■ **Problem statement**
What does the data read, word for word, from the line containing "Where can the steam" through its final line? Give those lines only.

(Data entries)
┄┄┄┄┄┄┄┄┄┄

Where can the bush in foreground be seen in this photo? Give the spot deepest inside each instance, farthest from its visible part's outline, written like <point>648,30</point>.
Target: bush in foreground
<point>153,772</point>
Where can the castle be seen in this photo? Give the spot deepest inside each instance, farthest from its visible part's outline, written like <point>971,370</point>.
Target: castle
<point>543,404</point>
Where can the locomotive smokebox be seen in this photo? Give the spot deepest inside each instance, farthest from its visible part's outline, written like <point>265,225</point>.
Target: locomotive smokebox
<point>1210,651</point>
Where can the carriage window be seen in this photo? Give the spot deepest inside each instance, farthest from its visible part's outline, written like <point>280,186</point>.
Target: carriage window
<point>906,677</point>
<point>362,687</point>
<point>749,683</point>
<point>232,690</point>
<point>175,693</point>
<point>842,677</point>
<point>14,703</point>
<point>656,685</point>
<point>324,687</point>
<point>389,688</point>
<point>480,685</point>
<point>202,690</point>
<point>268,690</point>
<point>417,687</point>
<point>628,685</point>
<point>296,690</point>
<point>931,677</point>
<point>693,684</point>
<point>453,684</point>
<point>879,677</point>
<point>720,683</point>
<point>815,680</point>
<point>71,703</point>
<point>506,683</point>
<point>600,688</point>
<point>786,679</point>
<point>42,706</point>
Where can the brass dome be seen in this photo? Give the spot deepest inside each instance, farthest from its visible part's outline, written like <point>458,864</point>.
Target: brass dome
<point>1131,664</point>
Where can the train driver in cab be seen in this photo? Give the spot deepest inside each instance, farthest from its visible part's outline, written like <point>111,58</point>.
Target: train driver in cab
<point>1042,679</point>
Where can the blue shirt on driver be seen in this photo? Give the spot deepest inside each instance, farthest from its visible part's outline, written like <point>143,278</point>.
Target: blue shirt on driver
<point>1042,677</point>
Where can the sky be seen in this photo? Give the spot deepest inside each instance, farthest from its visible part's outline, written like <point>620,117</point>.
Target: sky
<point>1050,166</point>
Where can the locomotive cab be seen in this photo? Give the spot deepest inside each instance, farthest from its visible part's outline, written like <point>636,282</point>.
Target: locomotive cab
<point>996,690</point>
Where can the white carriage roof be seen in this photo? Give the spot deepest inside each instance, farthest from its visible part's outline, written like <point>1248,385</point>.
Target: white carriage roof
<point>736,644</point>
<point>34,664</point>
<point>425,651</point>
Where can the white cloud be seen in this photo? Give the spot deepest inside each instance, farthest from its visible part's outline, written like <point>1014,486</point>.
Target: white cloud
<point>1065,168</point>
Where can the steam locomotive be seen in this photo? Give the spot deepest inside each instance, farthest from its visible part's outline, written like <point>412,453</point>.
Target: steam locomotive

┄┄┄┄┄┄┄┄┄┄

■ **Solution to the problem**
Where can the steam locomotive be seen in this photo? Give the spot deepest inside each instance, farthest from its visible part's outline, written like <point>412,453</point>.
Target: steam locomotive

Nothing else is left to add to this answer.